*** Opening SUPPLIED TEXT ***

Figure 5d shows that after approximately 100 iterations, the variance stabilized, highlighting the robustness and stability of the approach.

Fig. 5

Validation of simulated data against observed data at different spatial levels at (a) State level (R² ≈ 1), (b) County level compared with 4 machine learning models (4 graphs), and (c) ZCTA level (R² = 0.98); (d) Variance trends across simulation iterations; Cross-validation on correlations for racial/ethnic groups at (e) the state level for 25 sampled states, and (f) the county level for 196 counties.

At the county level, subgroup-specific cancer data for selected counties were randomly masked, while total values were retained. Using state-level incidence rates and county-level population distributions as constraints, the MMC method imputed the masked subgroup values. Validation focused on states with more than 30 counties and average missing total values below 60 (total n = 84), resulting in 25 selected states. For each state, 10% of subgroup-specific data (excluding “All Race”) were masked, predicted using the MMC workflow, and evaluated.

*** Closing SUPPLIED TEXT ***
*** Opening ENTRIES PROVIDED ***

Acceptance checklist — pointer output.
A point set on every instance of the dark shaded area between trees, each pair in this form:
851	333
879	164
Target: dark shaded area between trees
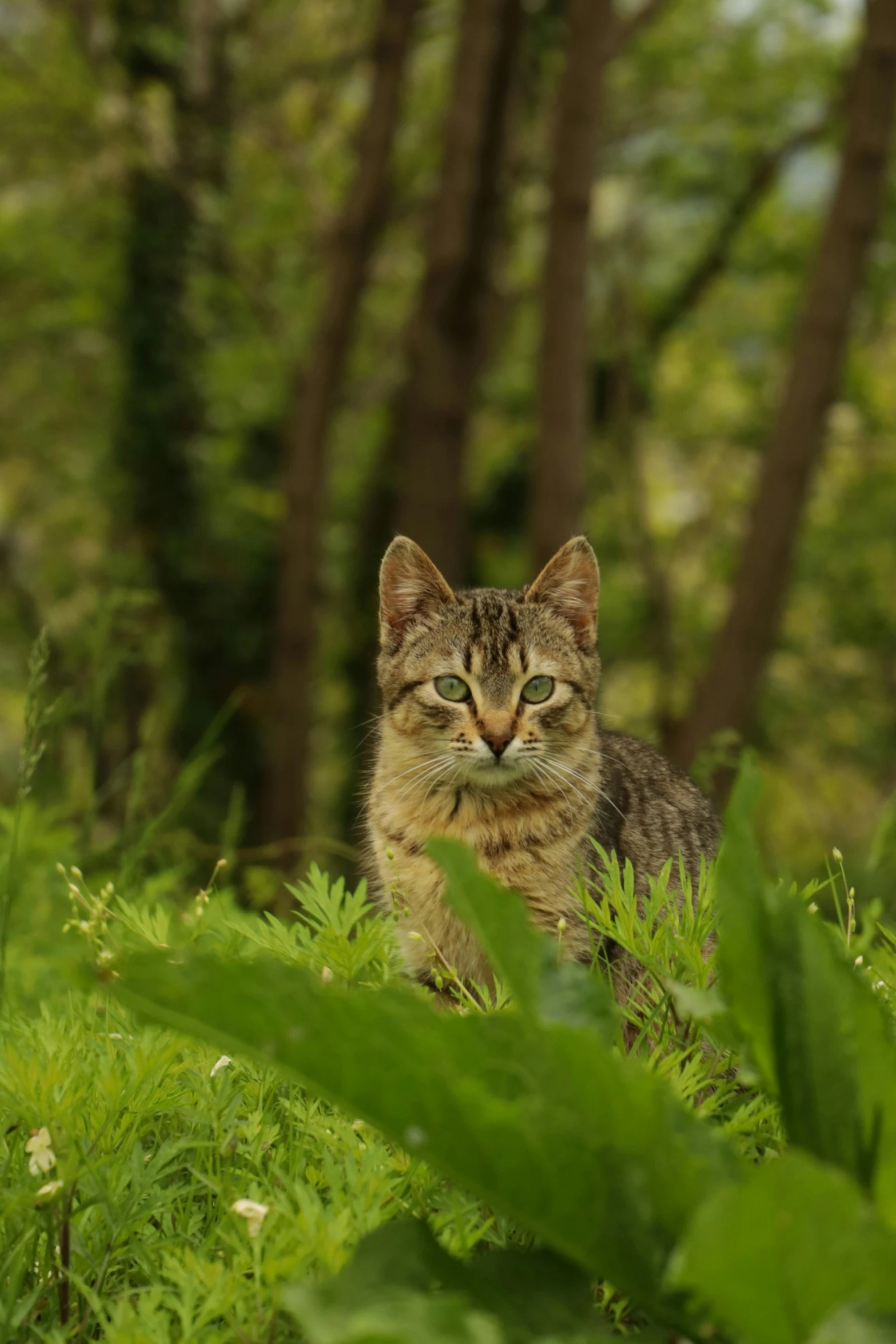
280	284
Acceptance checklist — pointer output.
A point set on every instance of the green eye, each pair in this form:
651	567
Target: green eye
452	689
537	690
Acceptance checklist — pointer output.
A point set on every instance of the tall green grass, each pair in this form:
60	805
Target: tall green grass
222	1127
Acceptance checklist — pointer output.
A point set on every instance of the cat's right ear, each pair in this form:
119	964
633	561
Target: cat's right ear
412	589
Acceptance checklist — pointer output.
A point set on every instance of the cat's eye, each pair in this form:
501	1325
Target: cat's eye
452	689
537	689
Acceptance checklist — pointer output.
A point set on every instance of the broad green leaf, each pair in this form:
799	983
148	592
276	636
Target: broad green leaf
777	1256
814	1027
547	1123
851	1326
402	1287
543	983
497	917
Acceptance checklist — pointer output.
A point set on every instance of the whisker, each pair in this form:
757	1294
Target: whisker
559	780
435	770
552	781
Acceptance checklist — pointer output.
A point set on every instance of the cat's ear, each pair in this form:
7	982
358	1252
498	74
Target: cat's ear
412	588
568	586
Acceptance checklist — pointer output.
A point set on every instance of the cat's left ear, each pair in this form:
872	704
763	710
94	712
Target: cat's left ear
412	588
568	586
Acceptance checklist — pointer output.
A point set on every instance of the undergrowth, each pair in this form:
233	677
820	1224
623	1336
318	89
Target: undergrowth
158	1188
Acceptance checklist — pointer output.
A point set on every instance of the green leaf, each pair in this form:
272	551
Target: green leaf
814	1027
497	917
774	1257
547	1123
402	1285
853	1327
543	983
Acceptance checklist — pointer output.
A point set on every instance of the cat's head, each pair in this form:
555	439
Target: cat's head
497	685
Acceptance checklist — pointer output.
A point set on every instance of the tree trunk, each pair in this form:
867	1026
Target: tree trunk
727	693
447	332
418	478
559	478
308	423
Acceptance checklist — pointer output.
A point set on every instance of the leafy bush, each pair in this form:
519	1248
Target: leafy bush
485	1171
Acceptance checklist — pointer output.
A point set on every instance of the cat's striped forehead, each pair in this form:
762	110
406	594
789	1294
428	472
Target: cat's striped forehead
496	636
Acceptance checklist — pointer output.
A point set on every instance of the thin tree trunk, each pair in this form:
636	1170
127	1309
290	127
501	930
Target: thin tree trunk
763	175
727	693
559	478
418	479
448	329
310	414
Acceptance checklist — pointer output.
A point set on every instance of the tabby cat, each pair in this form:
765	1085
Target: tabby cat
489	734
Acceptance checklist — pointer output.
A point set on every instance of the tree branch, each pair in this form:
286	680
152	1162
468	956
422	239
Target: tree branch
762	177
626	30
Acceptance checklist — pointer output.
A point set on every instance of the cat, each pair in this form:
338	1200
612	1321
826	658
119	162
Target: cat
488	733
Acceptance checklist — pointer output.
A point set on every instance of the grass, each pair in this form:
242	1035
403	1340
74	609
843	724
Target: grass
153	1188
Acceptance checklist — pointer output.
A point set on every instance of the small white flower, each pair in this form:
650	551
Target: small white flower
42	1156
51	1188
253	1212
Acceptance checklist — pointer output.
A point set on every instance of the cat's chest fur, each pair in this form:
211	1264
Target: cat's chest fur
529	840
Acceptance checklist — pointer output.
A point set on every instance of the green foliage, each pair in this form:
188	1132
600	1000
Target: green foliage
720	1154
820	1037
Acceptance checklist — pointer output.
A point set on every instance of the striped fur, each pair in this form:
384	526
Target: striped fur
560	780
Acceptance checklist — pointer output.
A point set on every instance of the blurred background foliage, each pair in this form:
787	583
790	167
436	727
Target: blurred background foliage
172	182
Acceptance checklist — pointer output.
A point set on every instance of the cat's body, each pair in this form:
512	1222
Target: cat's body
524	782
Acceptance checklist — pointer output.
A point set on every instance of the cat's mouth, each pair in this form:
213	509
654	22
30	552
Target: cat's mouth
497	770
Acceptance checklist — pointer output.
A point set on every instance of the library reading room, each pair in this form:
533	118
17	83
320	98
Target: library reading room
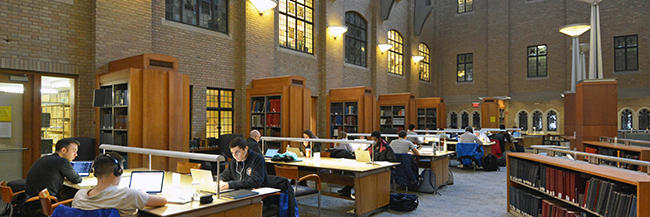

*** Closing ENTRIES PROVIDED ***

DIRECTIONS FOR THIS TASK =
Do these statements agree with the validation text? Answer yes or no for each, and quote the deciding words: (a) The variance stabilized after about 100 iterations. (b) At the county level, total values were masked along with the subgroup data. (c) Validation at the ZCTA level gave an R² of 0.98.

EXERCISE OUTPUT =
(a) Yes: "after approximately 100 iterations, the variance stabilized"
(b) No: "subgroup-specific cancer data for selected counties were randomly masked, while total values were retained"
(c) Yes: "(c) ZCTA level (R² = 0.98)"